--- begin Supplied information ---

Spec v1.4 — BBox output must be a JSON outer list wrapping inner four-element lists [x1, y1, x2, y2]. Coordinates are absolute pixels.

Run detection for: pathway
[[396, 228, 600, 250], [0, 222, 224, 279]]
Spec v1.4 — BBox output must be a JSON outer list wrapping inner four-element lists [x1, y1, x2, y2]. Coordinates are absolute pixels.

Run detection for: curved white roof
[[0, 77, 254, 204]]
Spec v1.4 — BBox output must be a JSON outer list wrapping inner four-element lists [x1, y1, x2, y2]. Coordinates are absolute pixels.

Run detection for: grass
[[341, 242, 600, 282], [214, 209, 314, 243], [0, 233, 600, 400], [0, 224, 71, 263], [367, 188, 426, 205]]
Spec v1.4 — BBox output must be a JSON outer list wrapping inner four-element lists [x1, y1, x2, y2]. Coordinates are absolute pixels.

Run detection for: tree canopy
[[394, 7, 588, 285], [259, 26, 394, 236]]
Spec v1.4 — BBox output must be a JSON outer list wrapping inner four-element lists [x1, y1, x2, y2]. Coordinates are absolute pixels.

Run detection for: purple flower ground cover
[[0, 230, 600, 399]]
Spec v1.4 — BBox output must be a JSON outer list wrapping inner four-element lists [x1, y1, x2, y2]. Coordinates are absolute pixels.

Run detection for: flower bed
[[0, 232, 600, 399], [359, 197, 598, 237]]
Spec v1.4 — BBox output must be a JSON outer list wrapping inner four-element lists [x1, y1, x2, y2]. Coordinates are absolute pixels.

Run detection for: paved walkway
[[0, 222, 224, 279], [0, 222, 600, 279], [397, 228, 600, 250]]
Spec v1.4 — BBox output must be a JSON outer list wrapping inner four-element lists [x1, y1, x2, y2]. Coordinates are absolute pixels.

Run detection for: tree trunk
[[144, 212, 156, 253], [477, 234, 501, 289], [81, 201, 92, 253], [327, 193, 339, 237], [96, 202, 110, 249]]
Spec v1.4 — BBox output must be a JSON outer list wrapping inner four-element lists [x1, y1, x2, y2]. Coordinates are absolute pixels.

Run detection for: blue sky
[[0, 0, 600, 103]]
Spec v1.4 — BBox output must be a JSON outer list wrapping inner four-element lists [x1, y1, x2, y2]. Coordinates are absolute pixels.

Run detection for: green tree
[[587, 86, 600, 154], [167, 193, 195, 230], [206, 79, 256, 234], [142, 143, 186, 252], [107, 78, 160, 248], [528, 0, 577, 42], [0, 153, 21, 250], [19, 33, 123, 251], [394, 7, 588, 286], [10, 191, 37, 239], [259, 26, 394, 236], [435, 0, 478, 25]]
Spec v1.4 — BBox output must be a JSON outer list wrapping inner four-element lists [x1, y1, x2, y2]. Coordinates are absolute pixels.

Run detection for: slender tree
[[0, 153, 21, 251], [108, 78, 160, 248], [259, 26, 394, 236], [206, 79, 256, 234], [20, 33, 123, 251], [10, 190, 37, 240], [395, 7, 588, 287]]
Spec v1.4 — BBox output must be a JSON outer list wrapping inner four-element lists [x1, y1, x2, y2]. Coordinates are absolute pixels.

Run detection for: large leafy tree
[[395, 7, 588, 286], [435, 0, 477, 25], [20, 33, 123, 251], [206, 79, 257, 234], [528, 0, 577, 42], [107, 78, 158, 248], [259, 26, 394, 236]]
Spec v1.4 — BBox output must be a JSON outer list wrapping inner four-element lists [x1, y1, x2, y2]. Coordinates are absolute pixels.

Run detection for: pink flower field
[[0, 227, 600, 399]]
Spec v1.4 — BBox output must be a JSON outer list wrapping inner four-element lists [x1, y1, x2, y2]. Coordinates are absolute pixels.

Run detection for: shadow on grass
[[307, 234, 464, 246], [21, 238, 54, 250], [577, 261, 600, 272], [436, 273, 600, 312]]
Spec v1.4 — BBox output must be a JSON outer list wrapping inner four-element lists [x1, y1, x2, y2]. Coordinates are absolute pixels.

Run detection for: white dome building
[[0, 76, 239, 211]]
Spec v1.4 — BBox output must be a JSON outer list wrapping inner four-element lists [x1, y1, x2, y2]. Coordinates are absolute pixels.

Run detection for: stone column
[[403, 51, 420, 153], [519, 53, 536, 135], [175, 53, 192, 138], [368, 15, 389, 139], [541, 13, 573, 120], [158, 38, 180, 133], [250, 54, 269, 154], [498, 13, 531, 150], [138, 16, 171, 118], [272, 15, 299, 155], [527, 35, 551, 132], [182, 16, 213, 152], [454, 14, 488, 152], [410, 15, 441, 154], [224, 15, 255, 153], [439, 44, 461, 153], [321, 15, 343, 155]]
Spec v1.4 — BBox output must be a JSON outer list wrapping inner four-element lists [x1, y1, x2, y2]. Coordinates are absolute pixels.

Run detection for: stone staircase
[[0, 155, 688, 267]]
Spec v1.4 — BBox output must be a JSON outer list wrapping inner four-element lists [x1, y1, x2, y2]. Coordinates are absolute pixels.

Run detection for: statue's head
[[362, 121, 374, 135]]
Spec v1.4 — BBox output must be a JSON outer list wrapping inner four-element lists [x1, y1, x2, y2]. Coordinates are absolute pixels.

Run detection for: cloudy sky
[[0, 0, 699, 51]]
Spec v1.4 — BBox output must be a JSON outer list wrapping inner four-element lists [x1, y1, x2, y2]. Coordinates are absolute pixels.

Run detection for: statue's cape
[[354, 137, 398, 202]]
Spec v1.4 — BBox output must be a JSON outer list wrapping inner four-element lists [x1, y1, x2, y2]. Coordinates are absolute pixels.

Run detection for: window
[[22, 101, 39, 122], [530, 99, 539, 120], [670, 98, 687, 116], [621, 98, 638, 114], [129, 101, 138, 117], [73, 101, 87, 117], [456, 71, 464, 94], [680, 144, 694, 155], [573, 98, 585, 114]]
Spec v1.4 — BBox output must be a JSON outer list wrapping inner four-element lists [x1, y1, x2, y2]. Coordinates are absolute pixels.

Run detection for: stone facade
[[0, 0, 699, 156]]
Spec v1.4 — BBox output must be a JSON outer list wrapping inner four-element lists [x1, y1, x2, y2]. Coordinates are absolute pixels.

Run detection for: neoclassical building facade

--- end Supplied information ---

▶ [Set task]: Please print all of the entries above word for word, from the first to the last.

▶ [Solution to this task]:
Spec v1.4 — BBox output must be a JSON outer list wrapping inner four-element lists [x1, y1, x2, y2]. Coordinates are absolute pixels.

Run detection for: pathway
[[396, 228, 600, 250], [0, 222, 224, 279]]
Spec v1.4 — BBox output must be a JSON outer list wrapping inner four-element lists [x1, y1, x2, y2]. Coordinates are absolute pixels.

Run detection for: curved white roof
[[0, 77, 254, 204]]
Spec v1.4 — BBox output must be a JSON outer list wrapping inner four-element lists [x1, y1, x2, y2]. Coordinates are absolute pixels.

Run detection for: grass
[[341, 242, 600, 282], [214, 209, 314, 243], [0, 233, 600, 400], [0, 224, 71, 263], [367, 188, 426, 205]]
Spec v1.4 — BBox output must be a JSON outer list wrapping inner four-element lists [x1, y1, x2, y2]. Coordinates are absolute pixels.

Run detection for: tree canopy
[[394, 7, 588, 285], [259, 26, 394, 236]]
Spec v1.4 — BBox output must be a JSON outer list wrapping inner four-element lists [x1, y1, x2, y2]. Coordinates are absolute pixels.

Run detection for: purple flower ground cover
[[0, 230, 600, 399]]
Spec v1.4 — BBox output must be a JSON outer list wrapping inner four-element lists [x1, y1, x2, y2]. Coordinates are absolute pixels.

Run detection for: flower bed
[[0, 232, 600, 399], [359, 197, 598, 237]]
Spec v1.4 — BBox output must be a JSON outer list wrapping inner four-element lists [x1, y1, x2, y2]. Coordinates are absolute pixels.

Run detection for: paved walkway
[[0, 222, 224, 279], [0, 222, 600, 279], [397, 228, 600, 250]]
Spec v1.4 — BBox output must be a JSON outer list wrapping inner four-element lists [x1, y1, x2, y2]. Coordinates are absolute pixels.

Run detection for: tree trunk
[[144, 212, 156, 253], [477, 234, 501, 289], [81, 201, 92, 253], [327, 193, 339, 237], [96, 202, 110, 249]]
Spec v1.4 — BBox output must be a JSON outer list wrapping inner four-element lists [x1, y1, x2, y2]. Coordinates are absolute pixels.

Run detection for: blue sky
[[0, 0, 600, 103]]
Spec v1.4 — BBox output must be a JSON outer list wrapping inner four-element lists [x1, y1, x2, y2]. Coordinates are absolute pixels.

Run detection for: green tree
[[587, 86, 600, 154], [167, 193, 195, 230], [206, 79, 256, 234], [142, 143, 186, 252], [107, 78, 160, 248], [528, 0, 577, 42], [0, 153, 21, 250], [19, 33, 123, 251], [394, 7, 588, 286], [10, 191, 37, 239], [259, 26, 394, 236], [435, 0, 478, 25]]
Spec v1.4 — BBox output must be a JSON outer list wrapping inner four-element lists [x1, y1, x2, y2]. Coordinates are absolute pixels.

Run detection for: slender tree
[[0, 153, 21, 251], [108, 78, 160, 248], [259, 26, 394, 236], [206, 79, 256, 234], [20, 33, 123, 251], [10, 190, 37, 240], [395, 7, 588, 287]]
Spec v1.4 — BBox output must be a JSON outer list wrapping inner four-element lists [x1, y1, x2, y2]. Coordinates are absolute pixels.

Run detection for: large leafy tree
[[395, 7, 588, 286], [435, 0, 477, 25], [20, 33, 123, 251], [206, 79, 257, 234], [528, 0, 577, 42], [107, 78, 158, 248], [259, 26, 394, 236]]
Spec v1.4 — BBox output must be a JSON outer list wrapping inner four-element lists [x1, y1, x2, y2]. Coordinates are absolute pixels.

Run detection for: pink flower field
[[0, 227, 600, 399]]
Spec v1.4 — BBox output must be a JSON outer list wrapping inner four-element lists [x1, y1, x2, y2]. Coordinates are absolute pixels.

Run detection for: shadow on grass
[[307, 234, 464, 246], [21, 238, 54, 250], [577, 261, 600, 272], [436, 273, 600, 312]]
Spec v1.4 — BBox output must be a JSON outer list wrapping inner four-element lists [x1, y1, x2, y2]. Coordinates are absolute pixels.

Run detection for: white dome building
[[0, 76, 239, 211]]
Spec v1.4 — BBox output must be a JSON outer list wrapping inner four-element lists [x1, y1, x2, y2]. Coordinates are absolute pixels.

Run detection for: stone column
[[403, 51, 420, 153], [519, 53, 536, 135], [175, 53, 192, 138], [368, 15, 389, 139], [541, 13, 573, 120], [158, 38, 180, 133], [250, 54, 269, 154], [498, 13, 531, 150], [138, 16, 171, 118], [272, 15, 299, 155], [527, 35, 551, 132], [182, 16, 213, 152], [454, 14, 488, 152], [410, 15, 441, 154], [224, 15, 255, 153], [439, 44, 461, 153], [321, 15, 343, 155]]
Spec v1.4 — BBox output must be a JSON outer list wrapping inner four-element lists [x1, y1, x2, y2]. Coordinates are absolute pixels.

Run detection for: stone staircase
[[0, 155, 688, 267]]
Spec v1.4 — BBox output must be a JSON outer list wrapping inner four-element lists [x1, y1, x2, y2]. Coordinates are absolute pixels.

Run detection for: statue's head
[[362, 121, 374, 135]]
Spec v1.4 — BBox output must be a JSON outer list wrapping inner four-element lists [x1, y1, x2, y2]. Coordinates are absolute pixels.

Run detection for: cloudy sky
[[0, 0, 699, 51]]
Spec v1.4 — BBox output must be a JSON outer list wrapping inner four-element lists [x1, y1, x2, y2]. Coordinates are absolute pixels.

Run detection for: statue's cape
[[354, 137, 398, 202]]
Spec v1.4 — BBox output must be a JSON outer list wrapping inner four-element lists [x1, y1, x2, y2]. Coordinates are absolute pixels.

Run detection for: window
[[22, 101, 39, 122], [530, 99, 539, 120], [670, 98, 687, 116], [621, 98, 638, 114], [129, 101, 138, 117], [73, 101, 87, 117], [456, 71, 464, 94], [680, 144, 694, 155], [573, 98, 585, 114]]
Spec v1.4 — BBox output must be a JSON outer list wrapping inner four-element lists [x1, y1, x2, y2]. Coordinates are absolute pixels.

Run detection for: stone facade
[[0, 0, 699, 156]]
Spec v1.4 — BBox output must be a JSON outer list wrapping inner four-element lists [x1, y1, x2, y2]. Coordinates are absolute pixels.

Run detection for: neoclassical building facade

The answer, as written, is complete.